● **Instrucción 1**:
Responde según el texto sobre el patio:
(a) ¿En cuántas ciudades distintas se ha vivido y en cuántos años?
(b) ¿Con qué colinda la parte de atrás de la casa?
(c) ¿Qué árboles se mencionan en relación con Manhattan?
● **Instrucción 2**: Duplica el fragmento del texto sobre el patio que empieza con "Especial para En" y continúa hasta "por el patio.".

● **Texto dado**:
Será Otra Cosa: Anubis

 

Especial para En Rojo

Hemos vivido en cuatro ciudades distintas en una docena de años. Yo carezco, muy a mi pesar, de espíritu aventurero, de modo que acostumbrarme y aprender a apreciar cada hábitat fue (y es) un asunto bastante lento, parsimonioso, un proceso que siempre empieza por el patio.

Al decir “patio” me refiero al paisaje inmediato, no necesariamente a un pedazo de mi propiedad: de hecho ningún “patio” en Estados Unidos fue nuestro antes de éste desde donde escribo ahora, e incluso en éste, mi noción de “patio” se expande más allá de lo que, según la ley, me pertenece. La parte de atrás de la casa colinda con un bosque, una reserva natural poblada de enormes pinos. Y los pinos, además de llenar con su recia belleza este paisaje que hoy exploro, tímida, palmo a palmo casi, me van ayudando a habituarme, comienzan a susurrar estás en casa, tranquila, estás en casa. Creo que su talento para inspirar calma tiene que ver más con su color que con su tamaño, porque contrario a, digamos, las magnolias del Bronx, los cerezos de Washington D.C., los ginkgos de California o los arces de Manhattan (donde el “patio” era una manzana citadina conformada por cuatro esquinas), estos pinos del norte de Arizona no solo son inmensos, sino que nunca se deshojan: están siempre verdes, sin importar la estación. Escribo sobre ellos y me viene a la mente ese juego de niños en donde “tocar palo” era una declaración de haber llegado, de seguridad, de invulnerabilidad.

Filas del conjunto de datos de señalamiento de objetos
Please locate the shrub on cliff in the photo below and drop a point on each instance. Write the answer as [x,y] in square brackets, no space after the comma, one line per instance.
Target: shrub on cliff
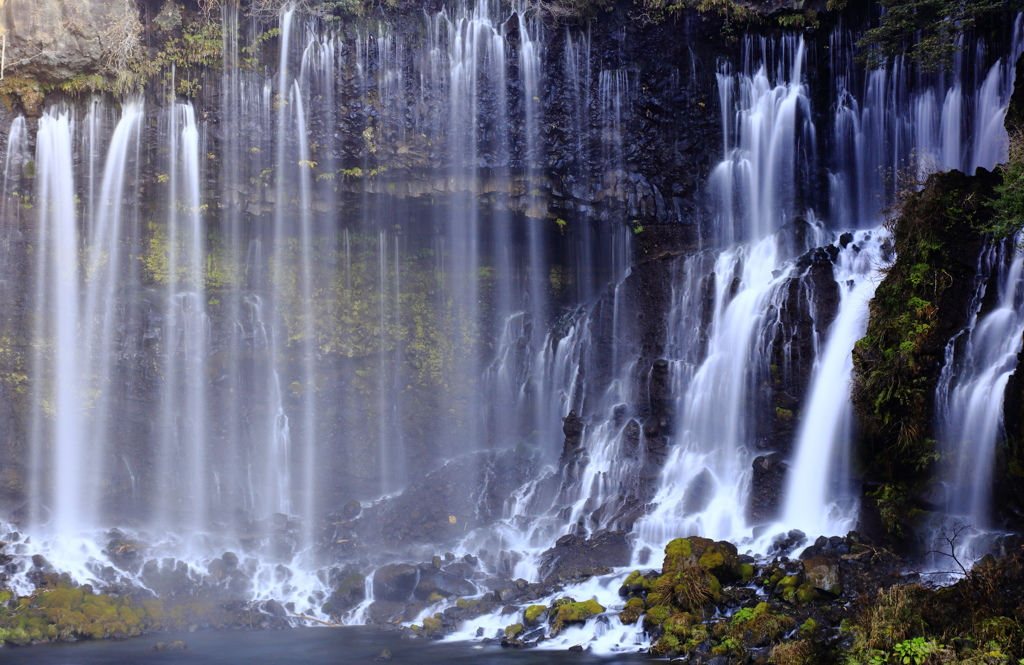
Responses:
[927,32]
[919,306]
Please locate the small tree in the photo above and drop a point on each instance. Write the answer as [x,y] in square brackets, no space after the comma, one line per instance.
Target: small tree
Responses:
[927,32]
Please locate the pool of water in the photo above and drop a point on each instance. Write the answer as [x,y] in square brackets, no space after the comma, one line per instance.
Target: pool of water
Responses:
[298,646]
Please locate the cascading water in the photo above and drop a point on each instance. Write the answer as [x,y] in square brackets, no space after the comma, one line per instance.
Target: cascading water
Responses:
[819,497]
[970,401]
[370,233]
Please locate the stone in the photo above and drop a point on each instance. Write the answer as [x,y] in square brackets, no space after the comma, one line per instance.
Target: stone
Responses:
[443,583]
[824,575]
[395,582]
[766,487]
[577,557]
[54,40]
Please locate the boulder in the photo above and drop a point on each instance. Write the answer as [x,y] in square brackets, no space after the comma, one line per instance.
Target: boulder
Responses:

● **Respuesta completa 1**:
(a) En cuatro ciudades distintas, en una docena de años.
(b) Con un bosque, una reserva natural poblada de enormes pinos.
(c) Los arces.

● **Respuesta completa 2**:
Especial para En Rojo

Hemos vivido en cuatro ciudades distintas en una docena de años. Yo carezco, muy a mi pesar, de espíritu aventurero, de modo que acostumbrarme y aprender a apreciar cada hábitat fue (y es) un asunto bastante lento, parsimonioso, un proceso que siempre empieza por el patio.